BEGIN Source passage

The punk-rock appeal of the GOP nominee

Diego Patiño

It's May 29, 1913, at the Théâtre des Champs-Élysées in Paris: the premiere of Stravinsky's ballet Le Sacre du Printemps, with choreography by Vaslav Nijinsky. A bassoon plays a brief wooing motif, then the orchestra condenses into heavy-metal downstrokes, the crouched ballerinas unbend and start bouncing like pagan robots, and boom, the place erupts. Roarings, punch-ups; someone (so goes the legend) challenges someone else to a duel. Scandalized tuxedoed oldsters are having it out with exulting avant-gardists—described by one observer as "radical Stravinskyites in soft caps."

Or try this: It's December 1, 1976, teatime in Britain, and the Sex Pistols and their entourage are being interviewed on live television. The beery drawl of Pistols guitarist Steve Jones filters louchely from the TV set: "You dirty fucker," he says to the host, Bill Grundy. Then he reconsiders: "What a fucking rotter." Gleeful giggles spread through the menagerie of punk rockers gathered behind the band. And somewhere deep in the folds of England, in a darkening living room, a truck driver named James Holmes surges from his chair and puts his boot through the TV screen.

They seem far away, don't they, these primal scenes of culture clash? Very binary. Very 20th century. Which side are you on? But imagine now that you could have it both ways—that you could simultaneously be the incensed everyman viewer and the tittering punker; the spluttering theatergoer and the soft-capped art hooligan. That you could lose yourself in a fine reactionary had-it-up-to-here fury while also fully savoring the rupture, the novelty, the aesthetic challenge of the moment. That would be something quite new. That would be irresistible. And that's what Donald Trump has been doing for his fans.

Trump can't go off message, because his message is "Look at me! I'm off message!"

END Source passage
BEGIN Data listing

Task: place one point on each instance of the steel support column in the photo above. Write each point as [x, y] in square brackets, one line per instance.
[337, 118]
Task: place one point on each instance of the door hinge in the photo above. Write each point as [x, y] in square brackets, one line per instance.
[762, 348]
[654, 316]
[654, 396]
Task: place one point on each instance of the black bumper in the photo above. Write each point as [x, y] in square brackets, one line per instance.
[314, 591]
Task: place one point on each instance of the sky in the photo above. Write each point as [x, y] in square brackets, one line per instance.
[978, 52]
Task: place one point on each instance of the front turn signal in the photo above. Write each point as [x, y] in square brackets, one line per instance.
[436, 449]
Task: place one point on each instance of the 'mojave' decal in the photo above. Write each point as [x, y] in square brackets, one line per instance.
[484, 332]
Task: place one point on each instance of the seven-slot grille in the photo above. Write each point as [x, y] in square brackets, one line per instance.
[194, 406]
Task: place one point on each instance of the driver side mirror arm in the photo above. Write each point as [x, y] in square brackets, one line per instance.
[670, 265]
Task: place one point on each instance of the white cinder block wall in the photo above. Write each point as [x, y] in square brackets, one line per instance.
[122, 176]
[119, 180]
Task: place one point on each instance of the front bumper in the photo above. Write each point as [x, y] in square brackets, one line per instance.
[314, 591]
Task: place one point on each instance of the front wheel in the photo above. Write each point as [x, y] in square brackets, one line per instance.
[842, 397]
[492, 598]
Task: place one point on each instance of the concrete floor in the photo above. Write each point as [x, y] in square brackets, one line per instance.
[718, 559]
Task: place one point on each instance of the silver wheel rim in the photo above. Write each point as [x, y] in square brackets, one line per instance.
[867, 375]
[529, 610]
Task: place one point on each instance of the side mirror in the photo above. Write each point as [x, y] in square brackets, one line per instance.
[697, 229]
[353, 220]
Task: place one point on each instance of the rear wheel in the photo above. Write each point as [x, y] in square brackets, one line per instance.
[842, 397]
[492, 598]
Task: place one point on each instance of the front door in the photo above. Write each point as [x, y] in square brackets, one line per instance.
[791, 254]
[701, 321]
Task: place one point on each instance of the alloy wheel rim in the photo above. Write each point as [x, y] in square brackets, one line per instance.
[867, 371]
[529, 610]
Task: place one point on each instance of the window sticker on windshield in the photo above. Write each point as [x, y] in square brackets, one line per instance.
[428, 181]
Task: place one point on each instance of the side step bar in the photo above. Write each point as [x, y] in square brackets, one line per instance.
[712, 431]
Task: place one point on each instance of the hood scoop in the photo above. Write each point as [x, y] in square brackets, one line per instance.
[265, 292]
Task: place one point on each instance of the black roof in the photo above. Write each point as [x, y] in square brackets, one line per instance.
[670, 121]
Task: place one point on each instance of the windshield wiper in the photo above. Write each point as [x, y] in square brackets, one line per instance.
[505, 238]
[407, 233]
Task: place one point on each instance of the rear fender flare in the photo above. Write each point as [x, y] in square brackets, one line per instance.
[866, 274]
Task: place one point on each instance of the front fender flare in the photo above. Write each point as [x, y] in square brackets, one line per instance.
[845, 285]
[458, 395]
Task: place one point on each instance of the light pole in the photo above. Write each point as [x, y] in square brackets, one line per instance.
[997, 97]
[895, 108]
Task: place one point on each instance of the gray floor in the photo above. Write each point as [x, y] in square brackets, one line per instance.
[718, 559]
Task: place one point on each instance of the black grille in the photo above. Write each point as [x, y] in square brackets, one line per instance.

END Data listing

**Goals:**
**a.** Rewrite the part of the article on Trump's punk-rock appeal starting at "Or try this: It's" and ending at "the TV screen.", substituting "bus driver" for "truck driver".
**b.** Answer these questions from the article on Trump's punk-rock appeal:
(i) On what date did Le Sacre du Printemps premiere?
(ii) Who did the choreography for that ballet?
(iii) Who was the television host the Sex Pistols were speaking with?
**c.** Carry on the article on Trump's punk-rock appeal from its last sentence.
The data is separate material and is not part of the article.

**Answers provided:**
**a.**
Or try this: It's December 1, 1976, teatime in Britain, and the Sex Pistols and their entourage are being interviewed on live television. The beery drawl of Pistols guitarist Steve Jones filters louchely from the TV set: "You dirty fucker," he says to the host, Bill Grundy. Then he reconsiders: "What a fucking rotter." Gleeful giggles spread through the menagerie of punk rockers gathered behind the band. And somewhere deep in the folds of England, in a darkening living room, a bus driver named James Holmes surges from his chair and puts his boot through the TV screen.

**b.**
(i) May 29, 1913
(ii) Vaslav Nijinsky
(iii) Bill Grundy

**c.**
To be clear: Donald Trump is not Igor Stravinsky. And although, yes, he boasted about the size of his ding-dong in the middle of a televised debate (kick in that screen!), he's not a Sex Pistol either. Nonetheless, with his followers—about whom one should not generalize, except to say that most of them would rather be waterboarded than sit through an episode of Wait Wait ... Don't Tell Me!—he has co-created a space in American politics that is uniquely transgressive, volatile, carnivalesque, and (from a certain angle) punk rock. He's done it by harping on America's most conservative intuitions—"chaos in our communities," barbarians at the border—while addressing us in a style that thrillingly breaches every convention of political presentation. It's as if the Sex Pistols were singing about law and order instead of anarchy, as if their chart-busting (banned) single, "God Save the Queen," were not a foamingly sarcastic diatribe but a sincere pledge of fealty to the monarch. Electrifying!

Trump-space is not democratic. It depends for its energy on the tyrannical emanations of the man at its center, on the wattage of his big marmalade face and that dainty mobster thing he does with the thumb and forefinger of his right hand. But it is artistic. Within its precincts, the most vicious and nihilistic utterances retain a kind of innocent levity: They sound half-funny, theatrical, or merely petulant. The scapegoating and bullying are somehow childlike. This is why, so far, no political strategy has succeeded against him. It rolls on, his power grab, his wild Trumpian trundling toward the White House, because he's not doing politics at all. He's doing bad art. Terrible art. He can't go off message, because his message is "Look at me! I'm off message!"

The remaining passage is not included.